Ukraine’s capital, Kyiv, has experienced its ninth aerial attack by Russia this month. One person has been killed and two others wounded in a missile strike on Odesa, a city located in the south-western region near the Black Sea. Explosions were also heard in other central regions, including Vinnitsa, Khmelnitsky, and Zhytomyr. Kyiv’s military administration reported that preliminary information indicated that all incoming missiles had been successfully destroyed.

This recent attack marks the ninth time Russia has launched airstrikes on Kyiv this month. On a previous occasion, Ukraine claimed to have shot down six Kinzhal hypersonic missiles in a particularly intense assault. Kyiv’s Mayor, Vitali Klitschko, announced that a fire had broken out in a garage in the Darnitsya area, but fortunately, no injuries were reported.

### SOURCE INFORMATION
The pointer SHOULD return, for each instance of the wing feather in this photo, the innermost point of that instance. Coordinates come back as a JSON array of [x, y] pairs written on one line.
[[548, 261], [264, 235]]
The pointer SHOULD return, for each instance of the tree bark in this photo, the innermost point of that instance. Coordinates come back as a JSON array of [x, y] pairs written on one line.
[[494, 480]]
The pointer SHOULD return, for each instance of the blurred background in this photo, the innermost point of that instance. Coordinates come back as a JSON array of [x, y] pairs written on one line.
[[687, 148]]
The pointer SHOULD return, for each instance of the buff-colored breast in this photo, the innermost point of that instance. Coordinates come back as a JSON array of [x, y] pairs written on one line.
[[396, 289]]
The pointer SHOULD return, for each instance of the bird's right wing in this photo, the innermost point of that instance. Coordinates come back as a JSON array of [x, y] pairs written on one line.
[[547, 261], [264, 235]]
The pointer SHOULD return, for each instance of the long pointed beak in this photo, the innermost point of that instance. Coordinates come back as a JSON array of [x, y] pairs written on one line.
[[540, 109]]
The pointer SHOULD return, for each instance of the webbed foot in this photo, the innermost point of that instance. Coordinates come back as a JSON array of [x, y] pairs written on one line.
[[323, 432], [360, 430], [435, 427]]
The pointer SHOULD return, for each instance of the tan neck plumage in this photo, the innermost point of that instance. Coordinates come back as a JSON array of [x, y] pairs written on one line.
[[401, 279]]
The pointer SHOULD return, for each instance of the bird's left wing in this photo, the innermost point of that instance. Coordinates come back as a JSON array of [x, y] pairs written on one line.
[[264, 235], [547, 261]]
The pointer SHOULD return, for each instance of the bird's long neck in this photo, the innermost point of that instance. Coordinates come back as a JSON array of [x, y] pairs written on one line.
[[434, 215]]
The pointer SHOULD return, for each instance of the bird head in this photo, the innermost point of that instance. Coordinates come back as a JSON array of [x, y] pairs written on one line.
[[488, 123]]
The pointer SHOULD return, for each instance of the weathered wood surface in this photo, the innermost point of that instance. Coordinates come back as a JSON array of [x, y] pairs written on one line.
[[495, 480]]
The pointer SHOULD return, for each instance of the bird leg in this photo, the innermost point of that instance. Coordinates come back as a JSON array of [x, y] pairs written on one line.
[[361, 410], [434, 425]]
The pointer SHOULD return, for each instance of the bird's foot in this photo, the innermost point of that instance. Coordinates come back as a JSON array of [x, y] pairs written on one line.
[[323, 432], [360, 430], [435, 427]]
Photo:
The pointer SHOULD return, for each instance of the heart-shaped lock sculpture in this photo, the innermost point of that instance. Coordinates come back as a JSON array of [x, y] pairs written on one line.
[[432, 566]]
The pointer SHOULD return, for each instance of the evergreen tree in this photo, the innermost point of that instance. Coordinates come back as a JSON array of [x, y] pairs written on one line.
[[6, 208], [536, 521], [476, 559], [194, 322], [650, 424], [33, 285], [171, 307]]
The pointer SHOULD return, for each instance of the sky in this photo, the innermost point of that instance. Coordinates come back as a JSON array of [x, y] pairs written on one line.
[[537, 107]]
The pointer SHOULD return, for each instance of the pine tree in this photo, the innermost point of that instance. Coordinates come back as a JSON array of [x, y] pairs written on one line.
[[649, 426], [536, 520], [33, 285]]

### YOUR TASKS
**1.** In the Kyiv attack report, where did the fire announced by Mayor Vitali Klitschko break out?
**2.** Reproduce word for word the stretch of the Kyiv attack report from "Ukraine’s capital, Kyiv, has" through "injuries were reported.".

### RESULTS BY TASK
**1.** In a garage in the Darnitsya area.

**2.**
Ukraine’s capital, Kyiv, has experienced its ninth aerial attack by Russia this month. One person has been killed and two others wounded in a missile strike on Odesa, a city located in the south-western region near the Black Sea. Explosions were also heard in other central regions, including Vinnitsa, Khmelnitsky, and Zhytomyr. Kyiv’s military administration reported that preliminary information indicated that all incoming missiles had been successfully destroyed.

This recent attack marks the ninth time Russia has launched airstrikes on Kyiv this month. On a previous occasion, Ukraine claimed to have shot down six Kinzhal hypersonic missiles in a particularly intense assault. Kyiv’s Mayor, Vitali Klitschko, announced that a fire had broken out in a garage in the Darnitsya area, but fortunately, no injuries were reported.